-- begin Document excerpt --

Their numbers are legion; their "word" is everywhere. They have written hundreds of poems, scores of novels, sheaves of short stories, stacks of children's books, reams of non-fiction, dozens of radio and television scripts, and rafts of plays. Over the past 40 years, they have won prestigious national writing prizes. including several Governor General's awards. They have engaged with all manner of ideas, both traditional and iconoclastic: they have imagined worlds ranging from a futuristic society where men are all but extinct to a rural community where a woman is impregnated by a swarm of bees.

There is no tidy acronym for them unless you will settle for WWOAUA (ISCOO) — Writers Who Once Attended the University of Alberta (In Some Capacity Or Other) — but their contributions to national literature are undeniable. They hail from Indian communities, prairie hamlets, farms, urban centres and other countries. They spring from diverse roots, including Metis, Ukrainian, Caribbean, Mennonite, African and Anglo-Saxon cultures. Many of them still live in Alberta, while others have scattered across the land, literally from coast to coast, to ply their trade. A few live abroad. Wherever they are, they are members of that wide-ranging Canadian writing community the late Margaret Laurence called "the tribe." These writers are a multifarious lot who, if you could manage to corral them all into one giant concourse, would likely cluster into disparate camps which would soon erupt into a joking, weeping, shouting, roiling mass of contrary opinions. Their work is not readily identifiable as reflecting a particular "school" of writing, but over the past 40 years, it has contributed to a larger entity clearly recognized as "Canadian literature."

Exactly how many of these writerly alumnae and alumni exist is problematic. No scroll is inscribed with names of all writers educated at the university of Alberta. However, according to statistics from the Registrar's office, approximately 1,600 students enrolled in creative writing courses at the U of A from 1939 to 1992. Of course, not everyone who takes a creative writing course becomes a published author; nor does everyone enrolled in an English course produce The Great (or Lesser) Canadian Novel or the perfect lyric poem; occasional students even fare badly in English classes and still publish books. Some students even begin studying profitable subjects like science, but somehow end up becoming writers anyway.

Here's an abbreviated list of published authors, all former creative writing students at the U of A: Byrna Barclay, Lorna Crozier, Lovat Dickson, Rita Donovan, Candas Jane Dorsey, Pauline Dube, Caterina Edwards, Raymond Gariepy, Beth Goobie, Leona Gom, Katherine Govier, Mary Howes, Glen Huser, Frances Itani, Sally Ito, Myrna Kostash, Karen Lawrence, Rhona McAdam, Nancy Mattson, WO Mitchell, Frank Moher, Bryan Moon, Scot Morison, Marie Moser, William Pasnak, Michael Penny, Darlene Quaife, Carol Redl, Monty Reid, Mary Walters Riskin, Helen Rosta, Eunice Scarfe, Neil Scotten, Allan Shute, Cora Taylor, Asong Linus Tongwo, Don Truckey, Aritha van Herk, Lyle Weis, Rudy Wiebe.

-- end Document excerpt --
-- begin Data listing --

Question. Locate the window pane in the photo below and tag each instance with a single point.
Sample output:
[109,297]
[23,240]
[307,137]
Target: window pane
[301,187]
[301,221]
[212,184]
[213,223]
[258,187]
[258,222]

-- end Data listing --

* [Work to complete]:
**1)** Answer these questions using the passage about writers from the University of Alberta:
(a) According to the Registrar's office, roughly how many students enrolled in creative writing courses at the U of A from 1939 to 1992?
(b) Who called the Canadian writing community "the tribe"?
(c) Which prestigious national writing prizes does the passage mention by name?
**2)** List every culture that the passage about University of Alberta writers gives as one of the writers' roots.
The entries on this page were taken from a different source than the text.

* [Task-by-task results]:
**1)**
(a) Approximately 1,600
(b) The late Margaret Laurence
(c) Governor General's awards

**2)** Metis, Ukrainian, Caribbean, Mennonite, African, Anglo-Saxon